Given problem:
Please collect every line of the material below that contains the word "sunglasses" and list those lines.
==== Dataset extract ====
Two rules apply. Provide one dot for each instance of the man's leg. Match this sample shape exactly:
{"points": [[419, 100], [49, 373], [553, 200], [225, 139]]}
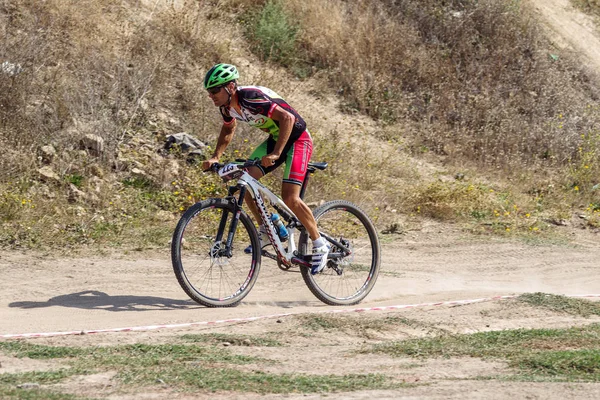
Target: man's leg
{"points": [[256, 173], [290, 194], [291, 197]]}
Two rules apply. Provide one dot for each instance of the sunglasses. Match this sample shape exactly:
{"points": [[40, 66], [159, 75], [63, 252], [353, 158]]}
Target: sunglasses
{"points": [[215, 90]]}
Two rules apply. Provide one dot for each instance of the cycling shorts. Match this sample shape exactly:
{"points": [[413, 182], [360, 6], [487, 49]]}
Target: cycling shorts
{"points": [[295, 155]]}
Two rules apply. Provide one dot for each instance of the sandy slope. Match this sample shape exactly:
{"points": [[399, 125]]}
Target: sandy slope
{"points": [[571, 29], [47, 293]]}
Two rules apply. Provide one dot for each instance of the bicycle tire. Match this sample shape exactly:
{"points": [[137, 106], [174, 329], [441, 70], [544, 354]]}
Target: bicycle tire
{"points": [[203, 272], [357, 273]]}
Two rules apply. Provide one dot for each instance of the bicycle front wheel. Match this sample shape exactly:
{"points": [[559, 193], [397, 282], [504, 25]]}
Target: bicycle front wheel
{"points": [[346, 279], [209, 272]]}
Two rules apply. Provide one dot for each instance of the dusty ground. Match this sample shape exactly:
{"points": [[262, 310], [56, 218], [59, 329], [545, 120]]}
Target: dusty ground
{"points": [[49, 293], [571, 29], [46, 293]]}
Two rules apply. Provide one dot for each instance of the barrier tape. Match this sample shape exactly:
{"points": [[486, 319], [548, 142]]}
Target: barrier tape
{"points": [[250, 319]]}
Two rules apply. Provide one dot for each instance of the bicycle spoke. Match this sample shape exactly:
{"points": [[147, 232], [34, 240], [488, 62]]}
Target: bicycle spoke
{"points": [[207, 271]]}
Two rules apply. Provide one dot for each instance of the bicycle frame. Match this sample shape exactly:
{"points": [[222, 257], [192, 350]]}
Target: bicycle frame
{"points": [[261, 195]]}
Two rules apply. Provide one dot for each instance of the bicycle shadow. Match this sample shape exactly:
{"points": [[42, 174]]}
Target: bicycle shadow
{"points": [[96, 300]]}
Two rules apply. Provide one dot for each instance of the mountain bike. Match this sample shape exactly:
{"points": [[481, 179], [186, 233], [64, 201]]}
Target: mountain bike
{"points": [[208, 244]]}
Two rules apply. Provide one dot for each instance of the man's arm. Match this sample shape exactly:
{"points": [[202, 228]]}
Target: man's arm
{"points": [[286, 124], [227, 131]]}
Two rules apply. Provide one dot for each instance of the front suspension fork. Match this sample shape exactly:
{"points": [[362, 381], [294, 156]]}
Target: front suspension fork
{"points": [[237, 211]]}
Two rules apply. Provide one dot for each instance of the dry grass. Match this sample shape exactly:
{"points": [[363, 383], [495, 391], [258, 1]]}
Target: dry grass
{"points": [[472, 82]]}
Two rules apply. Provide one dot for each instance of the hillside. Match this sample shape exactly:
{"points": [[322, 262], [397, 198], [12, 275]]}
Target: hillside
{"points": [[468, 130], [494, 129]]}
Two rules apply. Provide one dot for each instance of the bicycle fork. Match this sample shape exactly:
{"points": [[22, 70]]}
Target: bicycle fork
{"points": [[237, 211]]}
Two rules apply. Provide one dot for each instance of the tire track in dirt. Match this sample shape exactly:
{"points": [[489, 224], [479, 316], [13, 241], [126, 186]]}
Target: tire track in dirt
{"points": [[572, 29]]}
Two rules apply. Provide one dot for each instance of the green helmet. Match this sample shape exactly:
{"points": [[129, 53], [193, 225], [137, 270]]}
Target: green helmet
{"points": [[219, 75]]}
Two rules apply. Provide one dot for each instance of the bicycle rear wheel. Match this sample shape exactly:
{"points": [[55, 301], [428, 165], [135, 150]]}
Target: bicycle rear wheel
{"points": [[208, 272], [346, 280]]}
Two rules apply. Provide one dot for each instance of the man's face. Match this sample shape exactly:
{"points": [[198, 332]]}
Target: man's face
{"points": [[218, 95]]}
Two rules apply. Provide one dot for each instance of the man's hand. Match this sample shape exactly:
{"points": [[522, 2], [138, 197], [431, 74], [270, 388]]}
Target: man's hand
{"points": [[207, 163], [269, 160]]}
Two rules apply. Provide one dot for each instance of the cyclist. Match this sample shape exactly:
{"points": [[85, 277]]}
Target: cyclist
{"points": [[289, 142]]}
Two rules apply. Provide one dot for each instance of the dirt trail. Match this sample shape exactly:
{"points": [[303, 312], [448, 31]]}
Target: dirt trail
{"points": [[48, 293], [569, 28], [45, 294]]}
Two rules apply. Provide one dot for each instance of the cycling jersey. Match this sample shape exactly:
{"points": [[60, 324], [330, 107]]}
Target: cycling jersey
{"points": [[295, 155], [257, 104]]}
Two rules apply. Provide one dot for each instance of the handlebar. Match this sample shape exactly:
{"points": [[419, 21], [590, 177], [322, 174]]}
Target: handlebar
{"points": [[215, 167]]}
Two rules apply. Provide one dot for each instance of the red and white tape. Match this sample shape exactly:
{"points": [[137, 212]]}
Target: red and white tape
====
==== Dataset extract ====
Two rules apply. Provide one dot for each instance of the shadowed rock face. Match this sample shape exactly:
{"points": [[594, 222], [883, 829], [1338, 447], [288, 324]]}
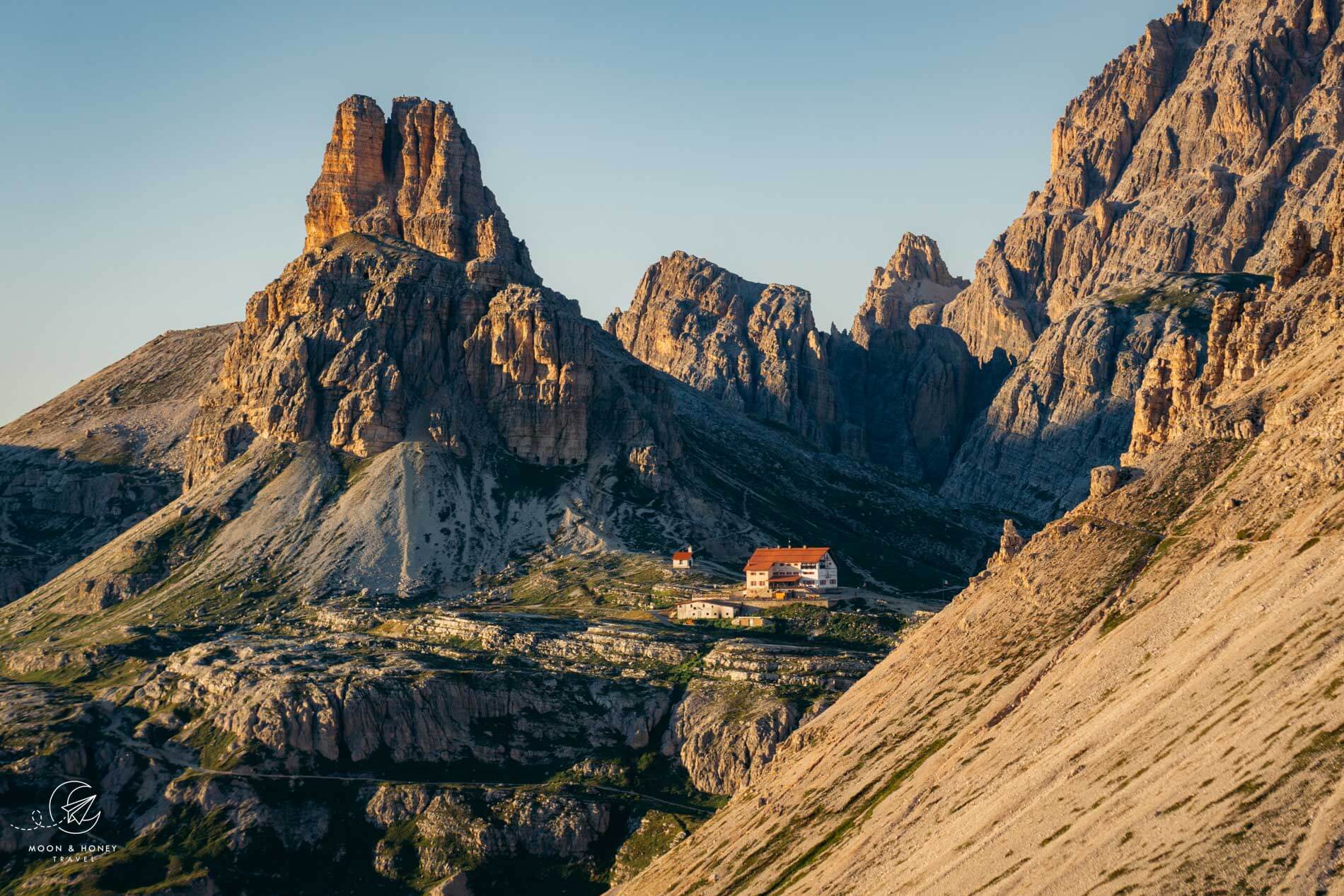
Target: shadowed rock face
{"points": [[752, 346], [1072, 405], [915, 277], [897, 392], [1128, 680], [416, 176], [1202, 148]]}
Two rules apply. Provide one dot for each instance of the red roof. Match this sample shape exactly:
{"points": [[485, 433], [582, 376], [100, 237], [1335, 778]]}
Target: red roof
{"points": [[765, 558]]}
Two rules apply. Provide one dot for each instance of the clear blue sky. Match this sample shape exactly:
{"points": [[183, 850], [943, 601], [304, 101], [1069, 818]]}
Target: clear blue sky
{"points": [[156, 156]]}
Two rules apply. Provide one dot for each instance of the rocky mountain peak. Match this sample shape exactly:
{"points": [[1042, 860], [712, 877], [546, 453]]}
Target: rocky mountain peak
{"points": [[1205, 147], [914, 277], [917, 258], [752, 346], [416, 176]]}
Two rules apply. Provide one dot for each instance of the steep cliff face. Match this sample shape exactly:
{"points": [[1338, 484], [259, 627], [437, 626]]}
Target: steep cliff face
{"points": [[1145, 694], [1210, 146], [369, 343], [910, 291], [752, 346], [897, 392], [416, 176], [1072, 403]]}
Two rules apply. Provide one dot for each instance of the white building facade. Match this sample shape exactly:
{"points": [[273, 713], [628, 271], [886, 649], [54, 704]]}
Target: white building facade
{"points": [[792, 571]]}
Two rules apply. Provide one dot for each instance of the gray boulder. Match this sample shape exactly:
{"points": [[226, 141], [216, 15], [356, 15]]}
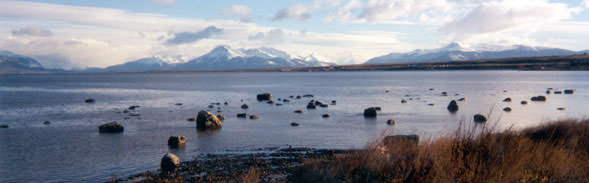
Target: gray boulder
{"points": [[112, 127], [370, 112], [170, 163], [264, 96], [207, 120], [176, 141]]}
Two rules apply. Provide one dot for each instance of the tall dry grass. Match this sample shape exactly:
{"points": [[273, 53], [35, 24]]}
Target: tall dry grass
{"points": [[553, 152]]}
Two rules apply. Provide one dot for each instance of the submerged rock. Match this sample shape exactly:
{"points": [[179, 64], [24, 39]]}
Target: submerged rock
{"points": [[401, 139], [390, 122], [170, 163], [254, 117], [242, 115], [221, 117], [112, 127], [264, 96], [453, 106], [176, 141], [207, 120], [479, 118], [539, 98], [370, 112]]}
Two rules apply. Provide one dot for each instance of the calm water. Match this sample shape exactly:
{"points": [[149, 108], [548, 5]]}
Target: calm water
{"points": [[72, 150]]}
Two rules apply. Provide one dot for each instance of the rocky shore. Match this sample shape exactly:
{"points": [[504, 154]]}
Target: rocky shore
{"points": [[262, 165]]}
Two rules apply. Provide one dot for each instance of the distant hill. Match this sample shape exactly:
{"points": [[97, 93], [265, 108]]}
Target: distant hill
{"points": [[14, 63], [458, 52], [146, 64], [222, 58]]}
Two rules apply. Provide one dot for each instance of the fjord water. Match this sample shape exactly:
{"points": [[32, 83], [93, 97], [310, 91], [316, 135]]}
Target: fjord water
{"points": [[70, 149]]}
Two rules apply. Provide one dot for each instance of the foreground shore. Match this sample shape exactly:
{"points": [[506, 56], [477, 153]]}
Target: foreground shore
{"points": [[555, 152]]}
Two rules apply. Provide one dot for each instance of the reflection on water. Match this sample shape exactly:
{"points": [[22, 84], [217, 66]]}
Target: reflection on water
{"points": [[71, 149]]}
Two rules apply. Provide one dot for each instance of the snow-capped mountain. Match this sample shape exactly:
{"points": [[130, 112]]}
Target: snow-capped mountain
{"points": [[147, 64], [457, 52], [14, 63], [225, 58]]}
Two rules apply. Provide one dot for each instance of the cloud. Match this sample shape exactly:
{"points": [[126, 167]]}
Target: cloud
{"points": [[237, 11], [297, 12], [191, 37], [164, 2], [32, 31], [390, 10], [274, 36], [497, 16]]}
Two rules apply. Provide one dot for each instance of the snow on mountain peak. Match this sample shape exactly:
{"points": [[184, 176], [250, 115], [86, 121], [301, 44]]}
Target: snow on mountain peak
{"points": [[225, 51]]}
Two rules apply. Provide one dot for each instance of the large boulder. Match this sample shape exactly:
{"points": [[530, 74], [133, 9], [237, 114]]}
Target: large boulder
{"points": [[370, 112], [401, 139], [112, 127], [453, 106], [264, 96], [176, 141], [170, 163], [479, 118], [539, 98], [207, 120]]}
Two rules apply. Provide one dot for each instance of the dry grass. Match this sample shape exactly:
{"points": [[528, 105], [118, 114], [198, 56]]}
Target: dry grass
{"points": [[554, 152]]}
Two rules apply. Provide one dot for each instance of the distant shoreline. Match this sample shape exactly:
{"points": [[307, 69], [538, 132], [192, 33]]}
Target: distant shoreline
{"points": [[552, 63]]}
====
The completed task:
Two rules apply. Provide one dot for each instance of the sunglasses. Match this sample shape exactly:
Target: sunglasses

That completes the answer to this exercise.